— START DATA FOR THIS EXERCISE —

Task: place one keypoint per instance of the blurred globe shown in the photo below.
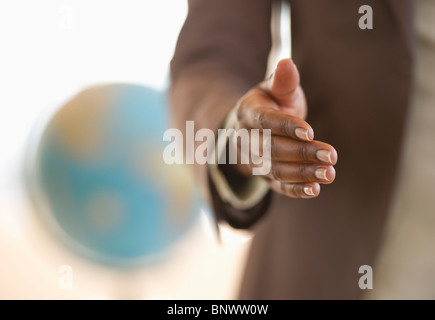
(101, 174)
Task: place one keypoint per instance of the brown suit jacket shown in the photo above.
(357, 84)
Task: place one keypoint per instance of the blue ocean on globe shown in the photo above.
(101, 172)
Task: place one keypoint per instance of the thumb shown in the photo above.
(284, 87)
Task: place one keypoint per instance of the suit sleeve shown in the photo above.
(221, 53)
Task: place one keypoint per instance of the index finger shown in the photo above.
(280, 123)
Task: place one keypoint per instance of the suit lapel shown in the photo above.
(403, 11)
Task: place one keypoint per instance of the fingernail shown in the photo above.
(324, 155)
(302, 134)
(309, 191)
(321, 174)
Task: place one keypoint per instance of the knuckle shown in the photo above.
(303, 173)
(285, 127)
(303, 152)
(274, 171)
(261, 118)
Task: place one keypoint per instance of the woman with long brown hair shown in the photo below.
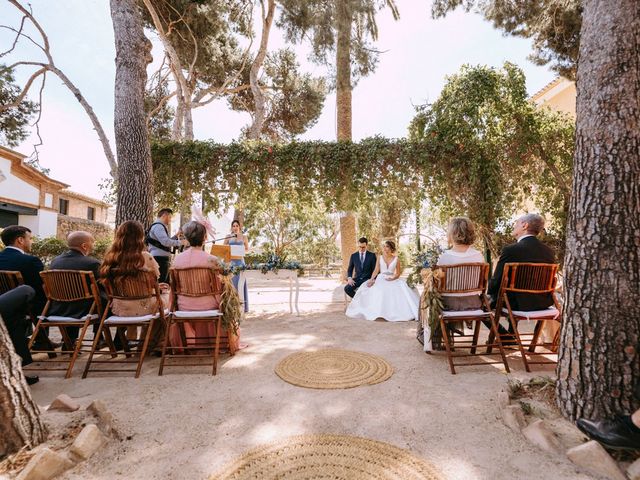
(127, 256)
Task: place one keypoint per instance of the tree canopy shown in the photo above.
(13, 122)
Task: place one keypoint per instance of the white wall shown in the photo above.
(45, 224)
(13, 188)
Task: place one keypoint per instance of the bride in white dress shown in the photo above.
(385, 295)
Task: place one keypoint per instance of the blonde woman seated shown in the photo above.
(461, 233)
(127, 256)
(194, 257)
(385, 295)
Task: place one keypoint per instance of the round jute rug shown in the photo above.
(332, 368)
(335, 457)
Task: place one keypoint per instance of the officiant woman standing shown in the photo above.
(239, 239)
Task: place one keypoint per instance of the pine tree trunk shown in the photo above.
(255, 131)
(20, 422)
(343, 113)
(599, 359)
(343, 70)
(135, 174)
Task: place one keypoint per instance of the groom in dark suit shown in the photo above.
(361, 267)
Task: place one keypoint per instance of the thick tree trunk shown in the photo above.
(258, 96)
(20, 422)
(599, 359)
(344, 21)
(343, 69)
(135, 174)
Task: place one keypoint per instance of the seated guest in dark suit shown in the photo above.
(15, 256)
(361, 267)
(77, 258)
(527, 249)
(14, 307)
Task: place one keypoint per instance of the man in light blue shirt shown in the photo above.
(160, 244)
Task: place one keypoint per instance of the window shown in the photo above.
(64, 206)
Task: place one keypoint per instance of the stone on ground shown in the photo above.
(633, 471)
(542, 437)
(592, 457)
(105, 418)
(88, 442)
(46, 464)
(503, 399)
(513, 417)
(64, 403)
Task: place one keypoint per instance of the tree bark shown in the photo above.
(343, 70)
(135, 174)
(598, 359)
(258, 96)
(20, 423)
(344, 20)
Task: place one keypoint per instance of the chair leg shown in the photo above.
(445, 339)
(94, 346)
(143, 352)
(216, 349)
(514, 325)
(476, 336)
(77, 348)
(536, 335)
(494, 333)
(164, 345)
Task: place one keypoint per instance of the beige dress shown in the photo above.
(137, 308)
(460, 301)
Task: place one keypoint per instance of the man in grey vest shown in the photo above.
(160, 244)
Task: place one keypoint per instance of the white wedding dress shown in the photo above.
(392, 300)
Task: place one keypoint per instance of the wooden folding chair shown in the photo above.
(467, 278)
(12, 279)
(66, 286)
(530, 279)
(140, 286)
(194, 282)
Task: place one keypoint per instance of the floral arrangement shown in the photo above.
(273, 263)
(423, 259)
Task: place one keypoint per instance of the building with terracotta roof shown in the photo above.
(559, 95)
(30, 198)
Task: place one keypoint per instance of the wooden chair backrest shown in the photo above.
(136, 286)
(464, 278)
(223, 252)
(10, 280)
(69, 285)
(196, 282)
(534, 278)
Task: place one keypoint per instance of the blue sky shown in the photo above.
(419, 53)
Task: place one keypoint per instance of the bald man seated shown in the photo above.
(78, 257)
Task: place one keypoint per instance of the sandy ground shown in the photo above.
(187, 424)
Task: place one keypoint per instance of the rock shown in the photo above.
(591, 456)
(513, 417)
(105, 418)
(44, 465)
(88, 442)
(539, 434)
(633, 471)
(503, 399)
(64, 403)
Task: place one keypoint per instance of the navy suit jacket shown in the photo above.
(360, 273)
(527, 250)
(30, 268)
(74, 260)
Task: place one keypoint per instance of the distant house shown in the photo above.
(29, 197)
(559, 95)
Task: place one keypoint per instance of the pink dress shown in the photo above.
(194, 257)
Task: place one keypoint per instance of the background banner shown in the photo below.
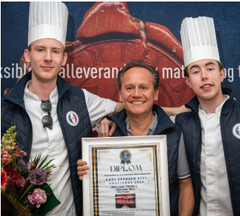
(102, 37)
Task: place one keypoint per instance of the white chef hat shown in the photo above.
(47, 20)
(198, 39)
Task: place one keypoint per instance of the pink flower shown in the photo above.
(38, 197)
(5, 157)
(4, 178)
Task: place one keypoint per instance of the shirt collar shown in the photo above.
(218, 109)
(32, 96)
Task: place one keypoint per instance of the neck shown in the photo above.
(210, 106)
(139, 125)
(42, 90)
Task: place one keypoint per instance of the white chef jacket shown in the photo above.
(51, 142)
(215, 194)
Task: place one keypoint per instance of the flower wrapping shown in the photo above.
(24, 186)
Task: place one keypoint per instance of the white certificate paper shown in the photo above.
(127, 176)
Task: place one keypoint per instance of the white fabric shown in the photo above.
(51, 142)
(215, 194)
(47, 20)
(198, 39)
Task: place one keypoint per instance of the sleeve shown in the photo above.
(98, 107)
(183, 168)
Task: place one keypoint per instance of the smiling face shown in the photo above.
(205, 79)
(137, 92)
(46, 57)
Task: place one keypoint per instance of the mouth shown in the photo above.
(206, 86)
(137, 102)
(47, 67)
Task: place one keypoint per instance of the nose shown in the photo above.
(204, 74)
(48, 55)
(136, 92)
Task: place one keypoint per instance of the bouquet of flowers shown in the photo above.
(24, 186)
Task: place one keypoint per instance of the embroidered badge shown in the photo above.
(72, 118)
(236, 130)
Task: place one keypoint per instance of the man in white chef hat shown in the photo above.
(50, 115)
(211, 130)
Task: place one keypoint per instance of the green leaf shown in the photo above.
(51, 202)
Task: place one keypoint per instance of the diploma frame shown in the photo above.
(90, 181)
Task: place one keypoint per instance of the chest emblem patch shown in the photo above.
(72, 118)
(236, 130)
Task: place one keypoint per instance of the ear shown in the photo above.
(64, 61)
(156, 91)
(187, 81)
(222, 74)
(26, 55)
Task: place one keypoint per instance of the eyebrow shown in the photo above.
(209, 63)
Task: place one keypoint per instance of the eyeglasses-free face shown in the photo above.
(47, 120)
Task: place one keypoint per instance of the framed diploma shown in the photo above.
(128, 176)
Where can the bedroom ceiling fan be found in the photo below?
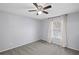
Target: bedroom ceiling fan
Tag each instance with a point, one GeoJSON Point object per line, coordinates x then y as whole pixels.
{"type": "Point", "coordinates": [40, 9]}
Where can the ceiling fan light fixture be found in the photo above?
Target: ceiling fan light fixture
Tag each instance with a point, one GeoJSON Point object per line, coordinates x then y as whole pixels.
{"type": "Point", "coordinates": [39, 12]}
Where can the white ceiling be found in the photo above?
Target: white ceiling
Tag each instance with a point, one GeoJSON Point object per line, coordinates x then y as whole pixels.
{"type": "Point", "coordinates": [56, 10]}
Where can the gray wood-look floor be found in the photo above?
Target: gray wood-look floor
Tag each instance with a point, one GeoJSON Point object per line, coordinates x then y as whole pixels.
{"type": "Point", "coordinates": [40, 48]}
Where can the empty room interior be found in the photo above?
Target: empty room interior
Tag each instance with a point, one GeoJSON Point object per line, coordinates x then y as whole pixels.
{"type": "Point", "coordinates": [39, 28]}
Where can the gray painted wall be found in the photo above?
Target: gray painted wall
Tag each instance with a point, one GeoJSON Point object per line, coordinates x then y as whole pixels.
{"type": "Point", "coordinates": [17, 30]}
{"type": "Point", "coordinates": [73, 31]}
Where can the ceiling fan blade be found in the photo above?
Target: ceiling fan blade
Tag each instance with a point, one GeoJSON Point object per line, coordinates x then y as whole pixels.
{"type": "Point", "coordinates": [36, 5]}
{"type": "Point", "coordinates": [47, 7]}
{"type": "Point", "coordinates": [31, 10]}
{"type": "Point", "coordinates": [37, 13]}
{"type": "Point", "coordinates": [45, 12]}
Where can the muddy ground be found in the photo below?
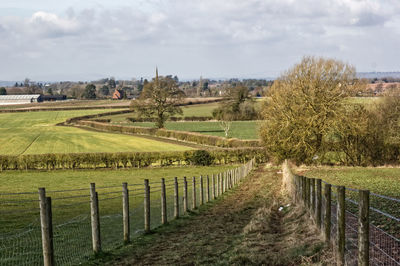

— END DATA FOR THIS EXERCISE —

#### [TASK BRIEF]
Count the lines of the records that contain the string "Target", treating uppercase and lowercase as different. Give only the number.

#### [TASK OUTPUT]
7